WHAT YOU NEED TO DO:
Search the records for the string "wing" and copy every line in which it appears.

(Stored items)
++++++++
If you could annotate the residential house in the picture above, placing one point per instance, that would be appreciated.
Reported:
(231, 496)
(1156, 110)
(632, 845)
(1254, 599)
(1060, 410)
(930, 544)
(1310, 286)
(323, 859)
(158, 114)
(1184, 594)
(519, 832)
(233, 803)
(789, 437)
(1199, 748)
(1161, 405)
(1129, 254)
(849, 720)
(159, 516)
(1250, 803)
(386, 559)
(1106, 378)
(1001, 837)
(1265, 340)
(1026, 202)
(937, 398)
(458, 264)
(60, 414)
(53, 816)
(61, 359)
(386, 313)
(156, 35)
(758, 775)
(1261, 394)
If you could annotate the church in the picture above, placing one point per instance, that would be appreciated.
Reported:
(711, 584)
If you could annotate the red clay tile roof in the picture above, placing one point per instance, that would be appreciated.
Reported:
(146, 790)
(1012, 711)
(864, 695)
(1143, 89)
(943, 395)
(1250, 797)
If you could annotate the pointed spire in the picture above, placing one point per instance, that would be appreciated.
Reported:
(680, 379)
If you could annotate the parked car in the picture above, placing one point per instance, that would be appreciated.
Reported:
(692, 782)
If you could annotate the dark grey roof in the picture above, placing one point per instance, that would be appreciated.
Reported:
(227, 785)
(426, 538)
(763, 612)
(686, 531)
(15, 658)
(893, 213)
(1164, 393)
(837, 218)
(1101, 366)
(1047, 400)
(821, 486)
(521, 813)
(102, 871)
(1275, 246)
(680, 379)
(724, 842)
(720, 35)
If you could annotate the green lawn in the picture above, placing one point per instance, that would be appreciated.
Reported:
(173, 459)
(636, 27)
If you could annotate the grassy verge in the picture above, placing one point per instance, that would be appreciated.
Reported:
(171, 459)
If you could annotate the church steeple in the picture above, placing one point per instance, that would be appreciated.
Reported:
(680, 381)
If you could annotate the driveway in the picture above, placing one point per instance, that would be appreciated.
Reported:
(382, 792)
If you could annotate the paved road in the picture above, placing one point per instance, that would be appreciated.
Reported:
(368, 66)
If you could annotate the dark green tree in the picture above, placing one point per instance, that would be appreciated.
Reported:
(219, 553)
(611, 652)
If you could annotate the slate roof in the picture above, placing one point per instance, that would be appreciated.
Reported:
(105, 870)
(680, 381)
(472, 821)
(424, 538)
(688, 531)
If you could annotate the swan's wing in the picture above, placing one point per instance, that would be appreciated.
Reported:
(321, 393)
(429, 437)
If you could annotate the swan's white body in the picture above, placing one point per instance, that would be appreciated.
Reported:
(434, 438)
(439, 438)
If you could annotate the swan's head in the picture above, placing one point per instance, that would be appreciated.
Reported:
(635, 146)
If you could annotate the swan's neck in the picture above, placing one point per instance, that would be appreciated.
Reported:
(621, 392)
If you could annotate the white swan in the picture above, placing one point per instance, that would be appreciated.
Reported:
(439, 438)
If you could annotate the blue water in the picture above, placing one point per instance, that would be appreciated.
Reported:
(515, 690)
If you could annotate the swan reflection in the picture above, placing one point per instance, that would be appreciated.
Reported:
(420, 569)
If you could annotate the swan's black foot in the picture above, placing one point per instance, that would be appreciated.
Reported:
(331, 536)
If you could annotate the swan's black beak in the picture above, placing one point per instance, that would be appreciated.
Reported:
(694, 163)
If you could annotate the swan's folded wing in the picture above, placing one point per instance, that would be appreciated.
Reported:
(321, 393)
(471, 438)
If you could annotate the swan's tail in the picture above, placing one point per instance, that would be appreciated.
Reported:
++++++++
RESPONSE AREA:
If you could annotate the swan's wing in the picture above, placing one point per instance, that would be appreciated.
If you could annotate the swan's folded wing in the picture above, placing one point per instance, that would be appreciated.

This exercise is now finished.